Prompt
Answer these questions using the passage below on church policy standards, numbering your answers 1., 2., 3. to match:
1. According to the passage, what is law in a democracy subject to change based on?
2. What does the abbreviation PSP stand for?
3. In a hierarchical church, who does the passage name as the one who must practice due diligence in enforcing the PSPs?

Source text
────────────────

There is another lesson to which priests and bishops need to pay attention: Law and its standards change. The bishop in this case and the police chief may want to argue that they were following what had previously been thought of the standards for dealing with these issues. But because law in a democracy is subject to change based on changing standards and ideals current in society, we cannot comfort ourselves with thinking “we were following our Best Practices” or we were following the current Policy Standard and Procedures (PSP). Such claims may not be enough if the church’s current Best Practices and PSP are not up to the existing standards of law. What the new court cases mean is that having correct Policy Standards and Procedures are not enough – SOMEONE (namely the bishop in a hierarchical church) must be practicing due diligence in enforcing the PSPs and ensuring compliance by all clergy and parishes.

────────────────

Input data
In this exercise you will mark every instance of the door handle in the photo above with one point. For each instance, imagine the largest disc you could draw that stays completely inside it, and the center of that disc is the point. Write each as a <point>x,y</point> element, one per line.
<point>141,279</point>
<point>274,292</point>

────────────────

Output for this exercise
1. Changing standards and ideals current in society.
2. Policy Standard and Procedures.
3. The bishop.